[Start]

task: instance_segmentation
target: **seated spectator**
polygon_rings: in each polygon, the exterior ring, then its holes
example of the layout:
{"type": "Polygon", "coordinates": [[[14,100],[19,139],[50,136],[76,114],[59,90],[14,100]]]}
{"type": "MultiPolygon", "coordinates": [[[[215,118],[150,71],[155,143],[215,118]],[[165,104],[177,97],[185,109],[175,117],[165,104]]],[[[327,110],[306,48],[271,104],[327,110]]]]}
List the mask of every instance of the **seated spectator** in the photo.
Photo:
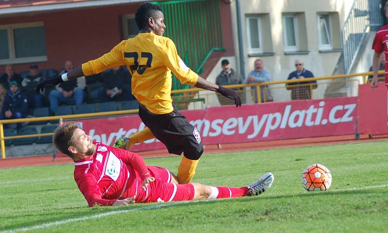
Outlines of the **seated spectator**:
{"type": "MultiPolygon", "coordinates": [[[[379,67],[379,70],[385,70],[385,52],[382,52],[380,54],[380,67],[379,67]]],[[[369,67],[369,71],[373,71],[373,66],[371,66],[371,67],[369,67]]],[[[380,80],[380,79],[384,79],[385,78],[385,74],[384,73],[379,74],[377,77],[379,78],[379,80],[380,80]]],[[[370,83],[372,81],[372,78],[373,78],[373,75],[368,75],[368,82],[370,83]]]]}
{"type": "MultiPolygon", "coordinates": [[[[221,62],[221,67],[222,70],[220,74],[217,76],[215,80],[215,84],[225,86],[226,85],[232,85],[233,84],[241,84],[242,83],[242,78],[241,75],[236,72],[232,68],[229,61],[226,59],[223,60],[221,62]]],[[[237,91],[237,94],[241,98],[242,103],[245,103],[245,93],[241,91],[243,89],[242,87],[239,88],[232,88],[235,91],[237,91]]],[[[234,104],[234,100],[227,98],[219,94],[217,95],[218,101],[221,105],[227,105],[234,104]]]]}
{"type": "MultiPolygon", "coordinates": [[[[27,96],[20,91],[16,81],[10,83],[9,89],[9,93],[1,107],[0,119],[25,118],[28,114],[27,96]]],[[[16,128],[18,130],[22,126],[22,123],[18,123],[16,128]]]]}
{"type": "Polygon", "coordinates": [[[7,97],[7,90],[4,87],[4,85],[0,83],[0,113],[2,113],[1,108],[4,103],[4,100],[5,100],[5,97],[7,97]]]}
{"type": "Polygon", "coordinates": [[[42,95],[43,93],[36,94],[35,88],[38,83],[43,79],[43,77],[39,72],[38,65],[31,65],[30,67],[30,74],[21,82],[23,92],[27,96],[30,108],[42,107],[44,96],[42,95]]]}
{"type": "Polygon", "coordinates": [[[9,90],[9,83],[12,81],[16,81],[19,86],[20,86],[22,81],[21,77],[15,72],[15,70],[10,65],[5,66],[5,73],[0,77],[0,83],[3,84],[3,87],[9,90]]]}
{"type": "Polygon", "coordinates": [[[286,83],[287,90],[291,90],[291,100],[310,100],[311,99],[312,89],[318,87],[317,81],[303,82],[303,79],[314,78],[314,75],[309,70],[305,69],[304,64],[300,60],[295,61],[295,67],[296,70],[290,73],[287,80],[298,79],[301,82],[286,83]],[[310,85],[307,85],[307,84],[310,85]]]}
{"type": "Polygon", "coordinates": [[[103,74],[104,89],[98,92],[101,102],[132,99],[130,80],[128,72],[122,67],[113,68],[110,72],[103,74]]]}
{"type": "MultiPolygon", "coordinates": [[[[66,61],[65,63],[65,68],[59,75],[69,72],[74,69],[73,63],[66,61]]],[[[50,92],[48,99],[50,100],[50,108],[55,112],[60,102],[75,102],[76,105],[81,105],[83,102],[85,93],[84,91],[86,86],[84,77],[76,79],[72,79],[57,85],[56,90],[50,92]]]]}
{"type": "MultiPolygon", "coordinates": [[[[271,73],[267,68],[264,67],[263,61],[261,59],[256,59],[255,61],[255,69],[251,71],[248,74],[248,77],[244,79],[242,83],[259,83],[271,81],[271,73]]],[[[261,102],[264,101],[269,102],[273,101],[272,95],[271,94],[270,89],[266,85],[260,86],[260,97],[261,99],[261,102]],[[267,87],[267,88],[266,88],[267,87]],[[264,88],[265,91],[264,91],[264,88]],[[264,98],[264,92],[265,92],[265,98],[264,98]]],[[[251,87],[251,89],[253,90],[255,95],[255,102],[258,102],[257,89],[256,86],[251,87]]]]}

[End]

**Exercise objective**
Set every line of the records above into a Markdown table with the columns Row and Line, numbering the rows in order and skipping blank lines. Leave the pictures out of the table.

**Reply to the task**
| Row | Line |
|---|---|
| 1 | task: instance_segmentation |
| 2 | target: **seated spectator** |
| 3 | polygon_rings: in each polygon, the exterior ring, then its holes |
| 4 | example of the layout: |
| 5 | {"type": "Polygon", "coordinates": [[[14,100],[19,139],[50,136],[76,114],[59,90],[14,100]]]} |
| 6 | {"type": "MultiPolygon", "coordinates": [[[[215,118],[150,71],[155,143],[215,118]],[[165,104],[177,97],[185,109],[175,117],[165,104]]],[[[327,110],[306,48],[271,104],[327,110]]]]} |
| 7 | List the mask of every instance of the **seated spectator** in the photo. |
| 8 | Photo: |
| 9 | Outlines of the **seated spectator**: |
| 10 | {"type": "MultiPolygon", "coordinates": [[[[379,67],[379,70],[385,70],[385,52],[382,52],[380,54],[380,67],[379,67]]],[[[369,67],[369,71],[373,71],[373,66],[371,66],[371,67],[369,67]]],[[[380,80],[380,79],[384,79],[385,78],[385,74],[384,73],[379,74],[377,77],[379,78],[379,80],[380,80]]],[[[370,83],[372,81],[372,78],[373,78],[373,75],[368,75],[368,82],[370,83]]]]} |
| 11 | {"type": "MultiPolygon", "coordinates": [[[[221,62],[221,67],[222,70],[220,74],[217,76],[215,80],[215,84],[225,86],[226,85],[232,85],[233,84],[241,84],[242,83],[242,78],[241,75],[236,72],[232,68],[229,61],[226,59],[223,60],[221,62]]],[[[237,91],[237,94],[241,98],[242,103],[245,103],[245,93],[241,91],[243,89],[242,87],[239,88],[232,88],[235,91],[237,91]]],[[[234,104],[234,100],[227,98],[219,94],[217,95],[218,101],[221,105],[227,105],[234,104]]]]} |
| 12 | {"type": "MultiPolygon", "coordinates": [[[[27,96],[20,91],[16,81],[10,83],[9,89],[9,93],[1,107],[0,119],[25,118],[28,114],[27,96]]],[[[16,128],[18,130],[22,126],[22,123],[18,123],[16,128]]]]} |
| 13 | {"type": "Polygon", "coordinates": [[[7,97],[7,90],[4,87],[4,85],[0,83],[0,113],[2,113],[1,108],[4,103],[4,100],[5,100],[5,97],[7,97]]]} |
| 14 | {"type": "Polygon", "coordinates": [[[42,95],[43,93],[36,94],[35,88],[38,83],[43,79],[43,77],[39,72],[38,65],[31,65],[30,67],[30,74],[21,82],[23,92],[27,96],[30,108],[42,107],[44,96],[42,95]]]} |
| 15 | {"type": "Polygon", "coordinates": [[[9,90],[9,83],[12,81],[16,81],[19,86],[20,86],[22,81],[21,77],[15,72],[15,70],[10,65],[5,66],[5,73],[0,77],[0,83],[3,84],[3,87],[9,90]]]} |
| 16 | {"type": "Polygon", "coordinates": [[[286,83],[287,90],[291,90],[291,100],[310,100],[311,99],[312,89],[318,87],[317,81],[303,82],[303,79],[314,78],[314,75],[309,70],[305,69],[304,64],[300,60],[295,61],[295,67],[296,70],[290,73],[287,80],[298,79],[301,82],[286,83]],[[310,85],[307,85],[307,84],[310,85]]]} |
| 17 | {"type": "Polygon", "coordinates": [[[103,74],[104,89],[98,92],[101,102],[132,99],[130,80],[128,72],[122,67],[113,68],[110,72],[103,74]]]} |
| 18 | {"type": "MultiPolygon", "coordinates": [[[[66,61],[65,63],[65,68],[59,75],[69,72],[74,69],[73,63],[66,61]]],[[[50,92],[48,99],[50,100],[50,108],[55,112],[60,102],[75,102],[76,105],[81,105],[83,102],[85,93],[84,91],[86,86],[84,77],[76,79],[72,79],[57,85],[56,90],[50,92]]]]} |
| 19 | {"type": "MultiPolygon", "coordinates": [[[[271,73],[267,68],[264,67],[263,61],[261,59],[256,59],[255,61],[255,69],[251,71],[248,74],[248,77],[244,79],[242,83],[259,83],[271,81],[271,73]]],[[[261,102],[264,101],[269,102],[273,101],[272,95],[271,94],[270,89],[266,85],[260,86],[260,97],[261,99],[261,102]],[[267,87],[267,88],[266,88],[267,87]],[[264,88],[265,91],[264,91],[264,88]],[[264,98],[264,92],[265,92],[265,98],[264,98]]],[[[251,87],[251,89],[253,90],[255,95],[255,102],[258,102],[257,89],[256,86],[251,87]]]]} |